* [Work to be completed]: Pull out every line of the records below that contains the word "glass", copying each such line in full.

Entries drawn from a collection

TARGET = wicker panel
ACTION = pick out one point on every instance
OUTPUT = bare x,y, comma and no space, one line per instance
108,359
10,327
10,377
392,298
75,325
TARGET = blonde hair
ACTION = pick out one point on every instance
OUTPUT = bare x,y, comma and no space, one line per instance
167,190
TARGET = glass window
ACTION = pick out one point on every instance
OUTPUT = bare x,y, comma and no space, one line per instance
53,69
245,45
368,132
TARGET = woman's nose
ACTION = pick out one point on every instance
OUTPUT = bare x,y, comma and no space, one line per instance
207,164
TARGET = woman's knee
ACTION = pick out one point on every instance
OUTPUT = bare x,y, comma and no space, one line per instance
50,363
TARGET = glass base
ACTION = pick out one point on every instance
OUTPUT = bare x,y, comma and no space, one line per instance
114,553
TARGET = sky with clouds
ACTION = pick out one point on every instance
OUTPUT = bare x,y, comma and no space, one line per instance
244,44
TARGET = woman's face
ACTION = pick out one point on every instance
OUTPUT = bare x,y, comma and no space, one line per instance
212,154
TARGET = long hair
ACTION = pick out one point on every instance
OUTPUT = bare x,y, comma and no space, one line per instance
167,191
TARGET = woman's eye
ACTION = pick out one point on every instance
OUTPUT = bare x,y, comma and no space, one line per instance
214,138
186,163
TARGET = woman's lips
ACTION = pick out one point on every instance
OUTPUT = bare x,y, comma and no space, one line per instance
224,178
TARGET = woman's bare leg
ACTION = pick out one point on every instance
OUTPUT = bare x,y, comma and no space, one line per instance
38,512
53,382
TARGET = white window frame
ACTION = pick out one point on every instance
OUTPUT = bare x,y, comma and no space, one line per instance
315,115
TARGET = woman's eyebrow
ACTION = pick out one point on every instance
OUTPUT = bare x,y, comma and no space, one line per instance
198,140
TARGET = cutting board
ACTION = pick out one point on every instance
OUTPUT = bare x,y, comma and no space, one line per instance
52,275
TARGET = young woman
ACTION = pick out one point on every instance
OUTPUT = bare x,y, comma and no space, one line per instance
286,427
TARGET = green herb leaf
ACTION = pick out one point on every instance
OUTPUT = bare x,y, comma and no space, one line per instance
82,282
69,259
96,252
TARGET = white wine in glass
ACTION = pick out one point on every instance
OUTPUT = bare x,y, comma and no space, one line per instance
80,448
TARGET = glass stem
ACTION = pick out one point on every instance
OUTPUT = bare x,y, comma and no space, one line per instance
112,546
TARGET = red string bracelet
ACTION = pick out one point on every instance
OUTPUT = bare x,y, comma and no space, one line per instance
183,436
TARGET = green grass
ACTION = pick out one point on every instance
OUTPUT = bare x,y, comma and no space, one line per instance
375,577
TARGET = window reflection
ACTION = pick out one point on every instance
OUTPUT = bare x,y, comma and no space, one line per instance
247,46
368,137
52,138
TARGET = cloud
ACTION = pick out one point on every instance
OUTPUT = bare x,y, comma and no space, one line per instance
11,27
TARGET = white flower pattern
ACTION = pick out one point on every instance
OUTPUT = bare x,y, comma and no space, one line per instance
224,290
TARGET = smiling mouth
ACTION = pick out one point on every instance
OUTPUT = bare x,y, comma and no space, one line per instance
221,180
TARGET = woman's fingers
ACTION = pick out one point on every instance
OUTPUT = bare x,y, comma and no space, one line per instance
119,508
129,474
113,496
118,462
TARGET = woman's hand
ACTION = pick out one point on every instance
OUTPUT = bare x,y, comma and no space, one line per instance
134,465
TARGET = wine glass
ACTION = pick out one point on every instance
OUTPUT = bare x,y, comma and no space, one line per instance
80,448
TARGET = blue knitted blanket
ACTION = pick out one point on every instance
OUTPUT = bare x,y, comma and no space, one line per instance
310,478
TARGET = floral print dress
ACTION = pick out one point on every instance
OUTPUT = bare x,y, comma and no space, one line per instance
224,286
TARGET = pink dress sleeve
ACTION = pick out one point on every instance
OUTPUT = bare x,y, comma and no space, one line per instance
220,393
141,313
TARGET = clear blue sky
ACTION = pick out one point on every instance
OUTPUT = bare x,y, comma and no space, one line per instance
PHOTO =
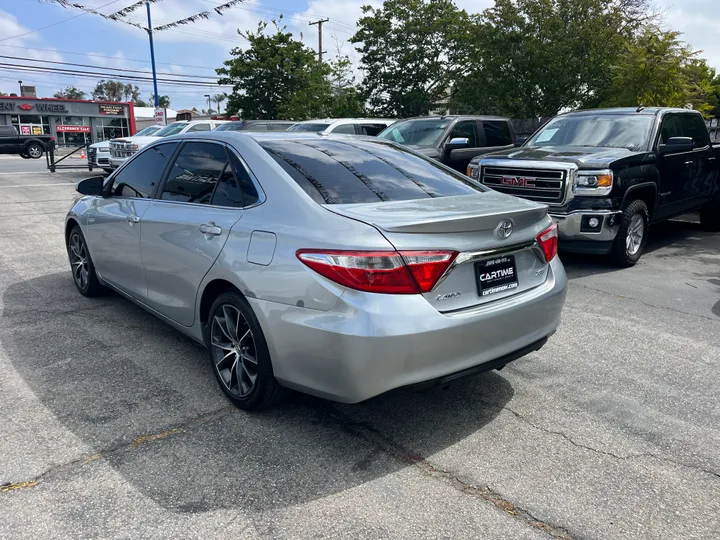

* [Response to the task]:
TARGET = glass window
TARGET = glass base
TARGET = white wine in glass
TARGET = glass stem
TARGET = wine glass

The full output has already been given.